• [Data listing]:
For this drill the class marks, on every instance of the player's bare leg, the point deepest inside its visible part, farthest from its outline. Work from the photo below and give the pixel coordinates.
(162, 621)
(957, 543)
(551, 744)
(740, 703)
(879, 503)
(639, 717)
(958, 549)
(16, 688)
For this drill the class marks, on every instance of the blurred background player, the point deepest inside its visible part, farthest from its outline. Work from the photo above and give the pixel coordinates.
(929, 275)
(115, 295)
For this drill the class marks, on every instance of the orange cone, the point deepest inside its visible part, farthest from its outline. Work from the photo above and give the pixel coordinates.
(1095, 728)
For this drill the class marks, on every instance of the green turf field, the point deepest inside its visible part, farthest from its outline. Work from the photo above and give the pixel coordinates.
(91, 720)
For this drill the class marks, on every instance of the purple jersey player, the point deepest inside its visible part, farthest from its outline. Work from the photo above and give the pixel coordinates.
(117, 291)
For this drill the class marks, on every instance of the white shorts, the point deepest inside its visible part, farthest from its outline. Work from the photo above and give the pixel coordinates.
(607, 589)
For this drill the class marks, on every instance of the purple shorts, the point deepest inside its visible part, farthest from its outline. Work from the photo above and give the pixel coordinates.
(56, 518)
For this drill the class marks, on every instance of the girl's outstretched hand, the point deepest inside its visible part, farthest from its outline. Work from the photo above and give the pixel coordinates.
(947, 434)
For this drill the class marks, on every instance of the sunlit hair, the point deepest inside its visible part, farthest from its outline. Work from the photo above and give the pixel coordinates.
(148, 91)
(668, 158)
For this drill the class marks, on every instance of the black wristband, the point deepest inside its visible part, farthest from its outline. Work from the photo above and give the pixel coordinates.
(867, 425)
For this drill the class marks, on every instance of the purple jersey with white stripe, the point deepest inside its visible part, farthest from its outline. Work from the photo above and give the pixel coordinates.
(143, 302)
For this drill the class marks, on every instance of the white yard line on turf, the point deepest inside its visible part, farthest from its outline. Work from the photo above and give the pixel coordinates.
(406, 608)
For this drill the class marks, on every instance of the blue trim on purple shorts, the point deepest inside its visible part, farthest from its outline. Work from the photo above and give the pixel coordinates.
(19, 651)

--

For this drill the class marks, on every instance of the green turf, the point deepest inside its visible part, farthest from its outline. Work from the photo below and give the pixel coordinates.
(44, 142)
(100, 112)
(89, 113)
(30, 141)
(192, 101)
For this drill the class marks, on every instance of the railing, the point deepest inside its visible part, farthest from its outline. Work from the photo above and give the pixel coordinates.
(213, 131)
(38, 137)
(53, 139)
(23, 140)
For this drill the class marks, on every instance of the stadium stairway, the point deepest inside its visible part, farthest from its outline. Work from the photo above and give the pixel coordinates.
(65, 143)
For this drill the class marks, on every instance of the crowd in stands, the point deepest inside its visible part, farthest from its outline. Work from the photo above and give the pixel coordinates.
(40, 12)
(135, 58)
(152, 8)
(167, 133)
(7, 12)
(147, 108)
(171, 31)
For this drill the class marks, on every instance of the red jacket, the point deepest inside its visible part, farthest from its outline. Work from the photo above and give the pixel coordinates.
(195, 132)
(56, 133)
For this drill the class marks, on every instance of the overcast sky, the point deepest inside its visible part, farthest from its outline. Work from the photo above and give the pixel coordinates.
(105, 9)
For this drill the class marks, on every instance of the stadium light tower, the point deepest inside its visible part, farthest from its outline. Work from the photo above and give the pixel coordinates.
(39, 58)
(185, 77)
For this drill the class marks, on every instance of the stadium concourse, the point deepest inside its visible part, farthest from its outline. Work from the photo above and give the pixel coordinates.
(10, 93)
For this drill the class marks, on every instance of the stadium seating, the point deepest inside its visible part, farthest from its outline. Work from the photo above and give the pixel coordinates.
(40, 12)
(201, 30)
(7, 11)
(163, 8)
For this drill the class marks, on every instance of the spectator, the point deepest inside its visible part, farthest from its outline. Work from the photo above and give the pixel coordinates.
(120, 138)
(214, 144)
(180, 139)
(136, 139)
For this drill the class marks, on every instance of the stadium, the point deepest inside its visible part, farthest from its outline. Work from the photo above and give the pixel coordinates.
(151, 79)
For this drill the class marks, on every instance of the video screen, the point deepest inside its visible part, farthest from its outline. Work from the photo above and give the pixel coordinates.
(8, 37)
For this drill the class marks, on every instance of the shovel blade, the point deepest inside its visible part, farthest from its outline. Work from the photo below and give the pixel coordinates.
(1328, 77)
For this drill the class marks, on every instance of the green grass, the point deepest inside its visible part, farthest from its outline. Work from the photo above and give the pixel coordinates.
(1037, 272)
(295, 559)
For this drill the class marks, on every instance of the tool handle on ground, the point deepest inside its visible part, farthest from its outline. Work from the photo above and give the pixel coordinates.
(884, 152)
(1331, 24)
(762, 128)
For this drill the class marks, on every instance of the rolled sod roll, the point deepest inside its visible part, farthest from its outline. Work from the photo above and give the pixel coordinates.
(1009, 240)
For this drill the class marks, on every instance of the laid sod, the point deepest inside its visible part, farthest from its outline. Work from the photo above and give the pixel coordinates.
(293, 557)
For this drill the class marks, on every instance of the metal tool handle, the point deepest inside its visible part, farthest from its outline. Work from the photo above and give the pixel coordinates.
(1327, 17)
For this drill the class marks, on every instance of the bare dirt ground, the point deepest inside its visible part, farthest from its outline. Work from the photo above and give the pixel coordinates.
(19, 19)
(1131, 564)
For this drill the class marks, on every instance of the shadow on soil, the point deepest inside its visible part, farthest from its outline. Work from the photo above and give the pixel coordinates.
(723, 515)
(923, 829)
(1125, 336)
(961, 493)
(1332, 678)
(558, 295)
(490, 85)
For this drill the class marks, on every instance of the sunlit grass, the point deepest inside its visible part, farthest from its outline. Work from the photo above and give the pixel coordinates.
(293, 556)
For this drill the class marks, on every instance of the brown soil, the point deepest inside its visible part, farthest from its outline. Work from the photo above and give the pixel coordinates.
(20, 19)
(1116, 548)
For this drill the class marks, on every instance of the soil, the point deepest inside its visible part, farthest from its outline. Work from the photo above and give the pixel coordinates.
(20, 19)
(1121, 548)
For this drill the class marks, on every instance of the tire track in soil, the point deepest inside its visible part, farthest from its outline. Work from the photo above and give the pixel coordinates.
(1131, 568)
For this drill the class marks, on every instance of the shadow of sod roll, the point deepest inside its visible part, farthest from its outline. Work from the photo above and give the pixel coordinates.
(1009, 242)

• [Problem requirements]: Arrange the records as a JSON list of strings, starting with the line that contains "of the bare" and going on through the line that contains "(1009, 242)". Give one string per line and leave out any blank lines.

• [Reply to the exercise]:
[
  "For this drill the class marks, on every instance of the bare dirt ground, the point deepest inside its visible part, farthest from its outline. Work from the photo above and give the pixel coordinates.",
  "(19, 19)",
  "(1131, 564)",
  "For this drill the class marks, on every instance of the shadow on soil, the point deepest inside its visible part, farthest from its outline. Work from the photo above and give the pixel coordinates.",
  "(723, 515)",
  "(923, 829)",
  "(1125, 336)",
  "(961, 493)",
  "(1332, 678)",
  "(558, 295)",
  "(490, 85)",
  "For this drill the class marks, on every instance of the sunlit grass, the point deepest inside its visible part, farthest from its outline. Work from the photo above and give the pixel coordinates.",
  "(293, 556)",
  "For this drill the class marks, on every instance of the brown soil, the point deepest inside its visible part, farthest from its outline. Work from the photo above and give the pixel coordinates.",
  "(20, 19)",
  "(1116, 548)",
  "For this drill the class marks, on every instance of the soil, the point deepest inside its visible part, farthest from its outline. Work from the photo above and give the pixel coordinates.",
  "(20, 19)",
  "(1121, 548)",
  "For this drill the class marks, on every instance of the tire track in soil, the point deepest inside its visible part, farthest from its outline. Work from the photo above and give the pixel coordinates.",
  "(1131, 568)",
  "For this drill the class marks, on every instance of the shadow of sod roll, the point deepest inside its visible part, farthest from its outline. Work from the photo above and give the pixel coordinates.",
  "(1009, 242)"
]